Instruction 1
Render into Spanish the sentence "To date, $15,000 has been pledged or raised." from the passage on Educated Little Monsters.

Educated Little Monsters (ELM) is a local grassroots youth program and movement dedicated to providing artistic outlets and economic opportunity to native-Brooklyn youth of color while empowering them to become socially responsible leaders who are aware of the changes affecting them in their communities. It is a visual and performing arts program that serves as a home away from home for its youth whose neighborhoods are rapidly changing because of gentrification, which is not only displacing families, but also after-school opportunities.

ELM's home and headquarters for the past 5 years, The Silent Barn, will officially close its doors on April 30th. It has launched a $50,000 fundraiser to take over the entire first floor of the building that was rented by Silent Barn. To date, $15,000 has been pledged or raised. ELM will also work in partnership with Arts in Bushwick, Color Scenes, Bushwick Street Art, and The Lab Recording Studio so the space can continue to serve as an all-ages venue.

Over the past five years, ELM has built powerful allyship with the DIY venue, Silent Barn, slowly taking up more space-from the beginning when it hosted after-school classes for just two hours a week in the main space, to just last month, when it officially converted the entire back garage into Monster House. This clubhouse includes a recording studio called The Lab, as well as spaces for instrument lessons, photo shoots, cyphers, and more.

It was never comfortable or easy to build inside the largely white, transplant-run DIY space that is Silent Barn, but against all odds, it became a headquarters for its whole team of mentors, artists, and youth to build and grow together. With the support of its community partners Arts in Bushwick, Color Scenes, Bushwick Vendors Market, and Bushwick Street Art - who share leadership with ELM and have always provided support to help stabilize the program - ELM broke down barriers in Silent Barn and was finally beginning to feel like it could be home.

When ELM first learned that Silent Barn was shutting down in just over a month, closing its doors on April 30th, its leadership and youth were beyond devastated. The disappointment was compounded by the fact that it has always had to operate under the looming threat of losing space to gentrification. But, it quickly turned a massive challenge into an unprecedented opportunity. ELM may not be rich in wealth and privilege, but it is rich in community and ever-growing support for its program and mission. Knowing this, it has set out to claim the space for itself. Now, ELM is on track to become the new lease-holders of the former Silent Barn venue. As such, vital Bushwick real estate will be in the hands of black and brown community leaders serving and centering native-Brooklyn black and brown youth.

[Point annotation records]
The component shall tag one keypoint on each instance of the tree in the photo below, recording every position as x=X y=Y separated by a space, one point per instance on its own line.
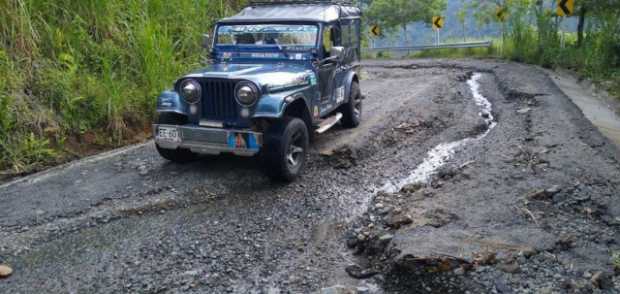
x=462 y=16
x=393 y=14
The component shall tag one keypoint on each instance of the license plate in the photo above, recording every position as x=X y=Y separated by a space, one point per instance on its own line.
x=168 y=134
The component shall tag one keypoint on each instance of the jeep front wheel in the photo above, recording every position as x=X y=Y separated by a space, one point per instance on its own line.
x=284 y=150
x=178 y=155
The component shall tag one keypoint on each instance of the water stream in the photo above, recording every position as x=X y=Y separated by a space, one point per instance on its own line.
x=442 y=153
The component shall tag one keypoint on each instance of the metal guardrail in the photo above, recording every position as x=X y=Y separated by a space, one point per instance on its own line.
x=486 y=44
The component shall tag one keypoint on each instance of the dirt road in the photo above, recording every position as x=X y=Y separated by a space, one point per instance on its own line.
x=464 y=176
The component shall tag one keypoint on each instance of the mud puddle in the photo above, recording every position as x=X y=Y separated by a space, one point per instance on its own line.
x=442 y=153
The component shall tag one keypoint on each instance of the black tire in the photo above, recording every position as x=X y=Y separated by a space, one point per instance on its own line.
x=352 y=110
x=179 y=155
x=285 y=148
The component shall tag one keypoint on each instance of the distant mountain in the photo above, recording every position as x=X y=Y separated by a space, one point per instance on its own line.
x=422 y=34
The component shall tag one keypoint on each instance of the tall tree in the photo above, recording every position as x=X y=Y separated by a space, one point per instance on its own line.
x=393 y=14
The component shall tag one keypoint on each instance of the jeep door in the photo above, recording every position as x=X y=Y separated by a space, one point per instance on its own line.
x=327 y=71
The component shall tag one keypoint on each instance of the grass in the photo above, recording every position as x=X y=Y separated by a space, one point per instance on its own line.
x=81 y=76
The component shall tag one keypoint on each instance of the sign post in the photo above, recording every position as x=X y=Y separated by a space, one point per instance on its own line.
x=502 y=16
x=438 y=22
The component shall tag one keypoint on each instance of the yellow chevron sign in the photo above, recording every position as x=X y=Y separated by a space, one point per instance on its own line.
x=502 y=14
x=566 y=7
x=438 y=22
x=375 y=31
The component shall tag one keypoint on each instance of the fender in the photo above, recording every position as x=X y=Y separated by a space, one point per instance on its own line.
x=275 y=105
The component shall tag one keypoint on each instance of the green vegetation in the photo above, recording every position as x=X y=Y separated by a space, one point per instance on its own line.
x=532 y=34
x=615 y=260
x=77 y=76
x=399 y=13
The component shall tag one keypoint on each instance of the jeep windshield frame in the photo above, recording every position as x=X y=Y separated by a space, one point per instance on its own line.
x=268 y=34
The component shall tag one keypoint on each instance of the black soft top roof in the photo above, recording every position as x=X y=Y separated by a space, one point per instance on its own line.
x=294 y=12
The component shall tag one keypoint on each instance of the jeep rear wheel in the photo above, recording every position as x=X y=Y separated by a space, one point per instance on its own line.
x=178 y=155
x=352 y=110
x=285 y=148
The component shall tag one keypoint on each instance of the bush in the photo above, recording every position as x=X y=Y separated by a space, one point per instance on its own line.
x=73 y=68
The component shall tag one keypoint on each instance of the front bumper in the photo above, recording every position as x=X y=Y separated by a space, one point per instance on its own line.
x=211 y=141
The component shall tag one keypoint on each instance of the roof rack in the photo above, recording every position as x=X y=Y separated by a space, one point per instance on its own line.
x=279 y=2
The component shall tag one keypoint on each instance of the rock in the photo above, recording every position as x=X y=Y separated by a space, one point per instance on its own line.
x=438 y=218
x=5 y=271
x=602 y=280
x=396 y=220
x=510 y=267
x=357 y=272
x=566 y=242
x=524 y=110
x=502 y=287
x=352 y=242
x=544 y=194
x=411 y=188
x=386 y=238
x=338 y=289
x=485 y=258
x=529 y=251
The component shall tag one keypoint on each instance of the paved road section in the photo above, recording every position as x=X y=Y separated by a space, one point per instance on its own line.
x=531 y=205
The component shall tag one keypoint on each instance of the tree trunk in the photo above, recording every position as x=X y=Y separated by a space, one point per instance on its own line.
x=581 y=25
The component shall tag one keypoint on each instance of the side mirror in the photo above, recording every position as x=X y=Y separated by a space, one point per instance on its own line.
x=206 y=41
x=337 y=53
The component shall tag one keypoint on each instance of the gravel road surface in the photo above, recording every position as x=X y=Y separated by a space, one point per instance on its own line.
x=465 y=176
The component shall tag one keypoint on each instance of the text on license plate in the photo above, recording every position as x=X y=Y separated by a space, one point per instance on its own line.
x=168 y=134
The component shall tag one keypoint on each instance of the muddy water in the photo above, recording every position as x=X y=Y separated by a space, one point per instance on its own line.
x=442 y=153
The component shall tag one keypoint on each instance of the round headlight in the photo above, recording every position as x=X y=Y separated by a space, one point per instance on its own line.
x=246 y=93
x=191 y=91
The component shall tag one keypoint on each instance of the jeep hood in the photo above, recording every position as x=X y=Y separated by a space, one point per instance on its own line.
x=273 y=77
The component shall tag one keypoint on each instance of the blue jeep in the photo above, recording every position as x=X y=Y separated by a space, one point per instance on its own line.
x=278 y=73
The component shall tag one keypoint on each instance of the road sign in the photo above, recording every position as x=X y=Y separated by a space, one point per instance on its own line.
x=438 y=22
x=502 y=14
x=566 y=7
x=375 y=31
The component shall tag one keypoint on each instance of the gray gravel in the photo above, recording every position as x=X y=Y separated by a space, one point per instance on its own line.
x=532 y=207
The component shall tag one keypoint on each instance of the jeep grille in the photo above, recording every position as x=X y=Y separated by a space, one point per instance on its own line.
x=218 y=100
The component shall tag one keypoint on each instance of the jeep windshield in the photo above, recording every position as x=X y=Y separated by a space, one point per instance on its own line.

Instruction 2
Show each line of the listing that contains the string "tree".

Problem solution 1
Hasta la fecha, se han prometido o recaudado 15.000 dólares.

Problem solution 2
The component shall tag one keypoint on each instance of the tree in the photo below, recording every position as x=X y=Y separated by a space, one point per instance on its own line.
The component shall tag one keypoint on each instance of the tall tree in the photo above, recording every position as x=X y=Y separated by a space, one point per instance on its own line.
The component shall tag one keypoint on each instance of the tree trunk in the photo above, recording every position as x=X y=Y separated by a space, one point per instance on its own line.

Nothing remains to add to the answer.